[Stored items from a collection]
..........
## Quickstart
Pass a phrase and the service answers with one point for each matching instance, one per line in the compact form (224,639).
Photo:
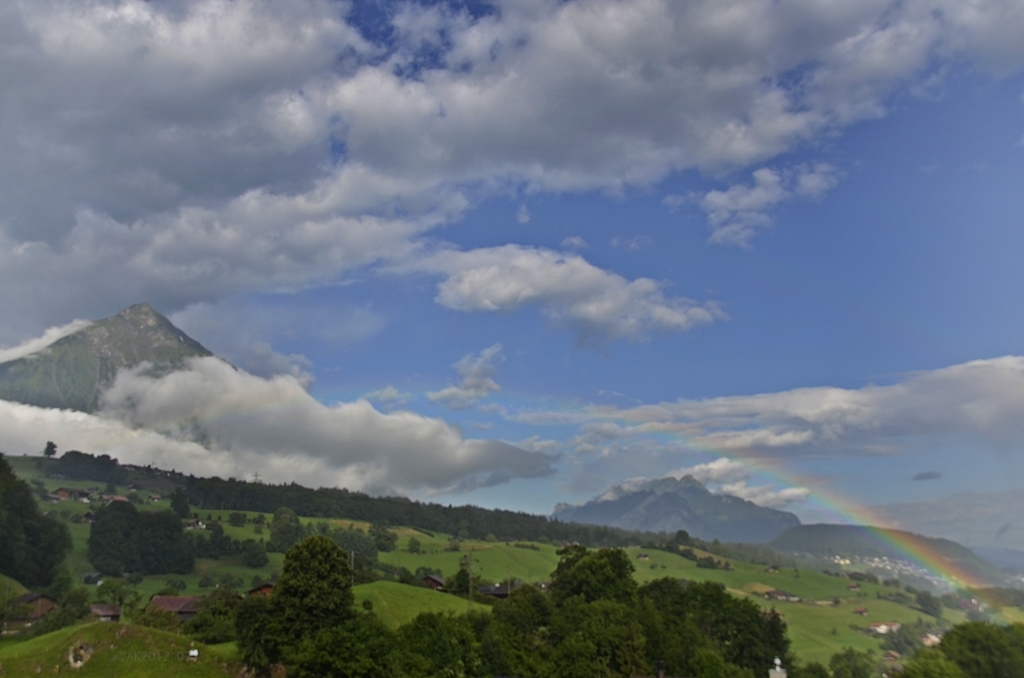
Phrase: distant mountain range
(671,505)
(73,372)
..........
**Exercise requirements:** Your job is to transcribe the entries above exactly; skip the pictures.

**Expected output:**
## Quickstart
Pass a phrase and the service answers with one point for each matching instance, one per line in the compact form (224,639).
Photo:
Phrase: distant mountain range
(671,505)
(73,372)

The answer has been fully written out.